__MATERIALS PROVIDED__:
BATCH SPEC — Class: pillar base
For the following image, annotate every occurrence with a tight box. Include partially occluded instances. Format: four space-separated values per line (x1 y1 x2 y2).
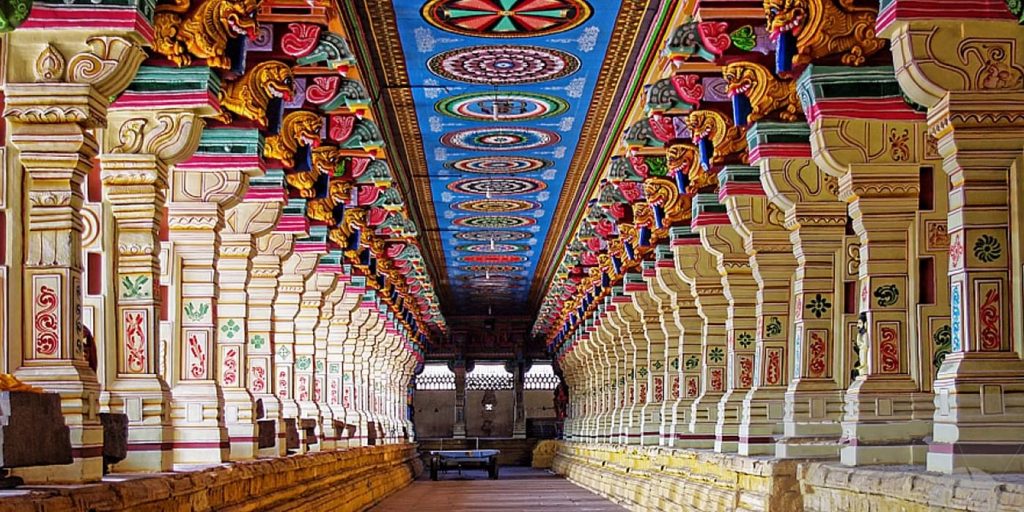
926 352 1024 474
222 387 257 461
688 392 722 445
714 391 746 453
170 382 228 467
107 380 173 472
840 377 931 466
738 387 787 456
776 381 844 459
639 402 663 446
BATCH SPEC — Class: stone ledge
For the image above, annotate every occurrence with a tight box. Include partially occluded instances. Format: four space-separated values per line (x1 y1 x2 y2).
552 442 802 511
0 444 423 512
800 462 1024 512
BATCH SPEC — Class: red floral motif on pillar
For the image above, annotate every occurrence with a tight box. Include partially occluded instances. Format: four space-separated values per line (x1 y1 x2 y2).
808 331 827 377
223 347 238 385
34 285 59 356
710 367 723 391
765 348 782 386
252 365 266 392
124 311 147 373
878 325 900 373
188 333 207 379
738 355 753 388
979 287 1001 351
685 376 698 397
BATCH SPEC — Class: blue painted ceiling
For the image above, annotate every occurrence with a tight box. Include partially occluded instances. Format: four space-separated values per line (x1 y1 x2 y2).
392 0 621 313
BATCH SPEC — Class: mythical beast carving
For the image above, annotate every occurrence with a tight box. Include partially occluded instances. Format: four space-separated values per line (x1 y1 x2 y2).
218 60 295 127
153 0 261 69
722 61 801 123
264 110 323 168
687 110 747 169
764 0 885 73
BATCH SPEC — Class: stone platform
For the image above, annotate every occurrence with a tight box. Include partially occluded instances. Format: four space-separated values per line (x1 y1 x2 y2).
552 443 1024 512
0 444 422 512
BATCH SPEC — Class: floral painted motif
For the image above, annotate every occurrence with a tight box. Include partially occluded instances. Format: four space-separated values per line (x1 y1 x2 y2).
738 355 753 388
806 294 832 318
124 311 147 373
979 287 1001 351
223 348 238 385
297 375 309 401
250 334 266 350
950 233 964 269
737 332 753 348
184 301 209 322
220 319 241 339
765 348 782 386
709 368 723 391
973 234 1002 263
932 324 951 374
654 377 664 402
34 284 60 357
879 325 900 373
951 283 962 352
296 355 313 371
120 275 151 299
276 345 291 362
187 332 207 379
685 355 699 369
765 317 782 338
685 376 698 397
873 284 899 307
671 376 680 400
807 331 827 377
708 347 724 363
638 366 648 378
278 368 289 398
251 365 267 393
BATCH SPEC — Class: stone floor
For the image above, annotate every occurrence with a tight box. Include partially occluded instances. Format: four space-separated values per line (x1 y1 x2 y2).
371 466 626 511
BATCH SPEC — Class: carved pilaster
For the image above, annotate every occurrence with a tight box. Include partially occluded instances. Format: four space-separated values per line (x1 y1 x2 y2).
6 27 146 483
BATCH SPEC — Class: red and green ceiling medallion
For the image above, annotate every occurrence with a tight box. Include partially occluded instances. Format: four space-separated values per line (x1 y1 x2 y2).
436 92 569 122
447 156 551 174
461 254 528 264
453 198 540 212
422 0 593 38
462 264 523 273
448 177 547 196
454 215 536 228
428 45 580 85
454 229 532 242
458 243 529 252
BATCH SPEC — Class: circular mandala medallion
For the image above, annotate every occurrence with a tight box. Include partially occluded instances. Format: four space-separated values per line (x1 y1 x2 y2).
447 156 551 175
454 215 535 228
436 92 569 122
461 254 528 264
458 243 528 253
422 0 592 38
441 127 558 151
429 45 580 85
462 265 522 273
453 198 540 213
448 177 546 196
455 230 532 242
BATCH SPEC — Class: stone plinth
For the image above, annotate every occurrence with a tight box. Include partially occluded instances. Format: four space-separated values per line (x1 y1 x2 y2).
1 392 72 469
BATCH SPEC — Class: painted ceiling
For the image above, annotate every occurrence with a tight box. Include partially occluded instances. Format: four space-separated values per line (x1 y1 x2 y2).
390 0 622 313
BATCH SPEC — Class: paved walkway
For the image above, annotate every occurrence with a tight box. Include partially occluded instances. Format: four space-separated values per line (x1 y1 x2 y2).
371 466 625 511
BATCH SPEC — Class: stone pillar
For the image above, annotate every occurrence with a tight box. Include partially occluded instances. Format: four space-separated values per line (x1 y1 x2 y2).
273 237 322 452
613 287 643 444
294 251 340 452
631 266 667 446
882 6 1024 473
656 239 705 448
316 273 348 450
452 358 467 439
217 174 286 461
513 358 527 439
248 231 294 457
646 249 681 447
330 277 365 447
751 122 850 458
6 27 146 482
693 194 759 454
99 78 214 471
672 227 728 448
719 165 797 456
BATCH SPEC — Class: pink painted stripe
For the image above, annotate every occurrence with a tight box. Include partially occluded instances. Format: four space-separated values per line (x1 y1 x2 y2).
642 269 656 278
806 98 925 124
22 6 154 43
612 296 632 303
656 260 674 268
243 189 287 201
112 91 219 110
317 264 344 274
691 212 731 228
177 155 264 171
671 237 701 247
748 143 812 163
295 242 328 253
877 0 1013 32
719 182 765 200
276 217 309 232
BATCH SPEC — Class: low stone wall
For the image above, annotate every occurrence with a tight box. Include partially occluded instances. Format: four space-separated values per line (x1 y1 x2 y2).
800 462 1024 512
552 442 802 511
0 444 422 512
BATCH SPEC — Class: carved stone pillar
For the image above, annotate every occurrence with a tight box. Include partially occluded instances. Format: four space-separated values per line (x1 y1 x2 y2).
645 250 680 447
631 265 666 446
293 250 340 452
719 165 797 456
596 297 621 442
613 286 643 445
98 69 215 471
882 6 1024 473
672 227 728 448
5 25 146 482
329 277 364 447
216 174 285 461
316 271 347 450
273 234 322 452
248 231 294 457
800 66 940 465
452 357 467 439
342 299 373 444
692 194 759 454
751 122 850 458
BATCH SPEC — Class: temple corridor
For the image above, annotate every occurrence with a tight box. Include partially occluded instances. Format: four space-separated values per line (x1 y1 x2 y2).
0 0 1022 510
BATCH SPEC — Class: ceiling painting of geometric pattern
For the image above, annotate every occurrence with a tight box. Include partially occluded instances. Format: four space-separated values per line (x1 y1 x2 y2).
392 0 621 311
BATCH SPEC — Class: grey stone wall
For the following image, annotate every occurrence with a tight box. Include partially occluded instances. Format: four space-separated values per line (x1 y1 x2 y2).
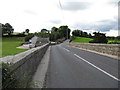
1 43 49 88
69 42 119 56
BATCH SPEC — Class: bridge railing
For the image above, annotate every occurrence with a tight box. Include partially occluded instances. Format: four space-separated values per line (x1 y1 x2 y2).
0 43 49 88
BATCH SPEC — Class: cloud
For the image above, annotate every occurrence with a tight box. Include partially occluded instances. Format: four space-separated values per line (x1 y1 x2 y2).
0 0 118 36
95 20 118 31
71 18 118 35
23 10 37 15
49 20 61 24
108 0 119 5
102 29 118 36
60 1 92 11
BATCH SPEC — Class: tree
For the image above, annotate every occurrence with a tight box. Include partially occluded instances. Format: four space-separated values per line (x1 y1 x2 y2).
72 30 89 37
41 29 48 33
25 29 30 34
50 25 71 41
67 28 71 39
51 27 58 32
89 32 108 43
83 32 88 37
72 30 82 37
1 24 6 35
58 25 70 39
88 33 92 38
2 23 14 36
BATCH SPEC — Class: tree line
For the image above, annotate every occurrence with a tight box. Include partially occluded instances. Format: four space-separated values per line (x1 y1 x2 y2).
71 30 108 43
1 23 120 44
72 30 92 38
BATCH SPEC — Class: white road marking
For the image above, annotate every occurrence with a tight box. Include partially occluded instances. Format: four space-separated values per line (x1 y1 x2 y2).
74 54 120 81
63 48 70 52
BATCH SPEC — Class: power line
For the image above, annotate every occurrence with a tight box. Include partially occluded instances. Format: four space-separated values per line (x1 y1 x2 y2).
58 0 66 25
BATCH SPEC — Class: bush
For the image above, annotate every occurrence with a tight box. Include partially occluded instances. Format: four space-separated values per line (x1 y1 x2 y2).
89 32 108 43
15 33 26 37
2 63 18 88
70 36 75 41
89 39 108 44
25 34 34 42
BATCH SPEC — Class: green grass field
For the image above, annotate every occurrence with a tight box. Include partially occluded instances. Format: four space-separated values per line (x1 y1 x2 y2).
1 37 28 58
72 37 93 43
108 40 120 44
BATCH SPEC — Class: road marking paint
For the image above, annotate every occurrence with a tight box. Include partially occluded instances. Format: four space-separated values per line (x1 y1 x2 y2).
74 54 120 81
63 48 70 52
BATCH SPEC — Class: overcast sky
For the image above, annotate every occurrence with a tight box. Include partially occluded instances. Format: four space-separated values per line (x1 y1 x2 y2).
0 0 119 36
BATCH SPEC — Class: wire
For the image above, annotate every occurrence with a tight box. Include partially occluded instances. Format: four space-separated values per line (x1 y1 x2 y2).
59 0 66 25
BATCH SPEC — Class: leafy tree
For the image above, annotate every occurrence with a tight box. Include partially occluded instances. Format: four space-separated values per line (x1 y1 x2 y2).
41 29 48 33
25 29 30 34
58 25 71 39
50 25 71 41
4 23 14 36
83 32 88 37
116 36 120 40
51 27 58 32
106 36 115 40
88 33 92 38
72 30 84 37
72 30 80 36
2 24 6 35
2 23 14 36
72 30 90 37
89 32 108 43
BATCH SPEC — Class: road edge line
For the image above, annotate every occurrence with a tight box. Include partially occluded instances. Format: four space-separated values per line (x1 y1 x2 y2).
74 53 120 81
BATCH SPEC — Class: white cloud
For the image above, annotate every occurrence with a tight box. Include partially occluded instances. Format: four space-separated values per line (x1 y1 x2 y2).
0 0 118 36
102 30 118 36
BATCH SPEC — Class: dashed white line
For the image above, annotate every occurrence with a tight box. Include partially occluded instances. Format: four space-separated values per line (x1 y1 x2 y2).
63 48 70 52
74 54 120 81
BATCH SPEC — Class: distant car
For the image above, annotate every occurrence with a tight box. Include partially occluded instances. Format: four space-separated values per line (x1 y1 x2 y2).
50 42 57 45
29 43 36 48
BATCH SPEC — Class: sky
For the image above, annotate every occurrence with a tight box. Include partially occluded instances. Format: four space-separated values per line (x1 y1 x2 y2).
0 0 119 36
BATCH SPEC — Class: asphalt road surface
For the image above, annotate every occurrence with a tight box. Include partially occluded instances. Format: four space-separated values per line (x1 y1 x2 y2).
46 40 119 88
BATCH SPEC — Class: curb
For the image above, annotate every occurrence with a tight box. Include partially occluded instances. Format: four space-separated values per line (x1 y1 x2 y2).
68 44 119 60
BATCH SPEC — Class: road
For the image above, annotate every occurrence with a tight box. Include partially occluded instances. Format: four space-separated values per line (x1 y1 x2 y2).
45 40 119 88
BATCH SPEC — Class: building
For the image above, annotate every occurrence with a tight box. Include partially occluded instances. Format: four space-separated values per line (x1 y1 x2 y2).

__WORK TO BE COMPLETED__: When you transcribe the entries above, begin at their first line, end with the line containing "BATCH SPEC — Class: stone ledge", and copy each line exactly without any picture.

__RESULT OF THE EXERCISE__:
BATCH SPEC — Class: pillar base
For the following image, annotate every occurrence with a tight box. Include partially occluded instances. Format: four space-separated values per line (x1 y1 x2 y2).
926 352 1024 474
222 387 257 461
688 392 722 445
714 391 746 453
170 382 228 467
107 380 173 472
840 377 931 466
738 387 787 456
776 381 844 459
639 402 663 446
BATCH SPEC — Class: stone ledge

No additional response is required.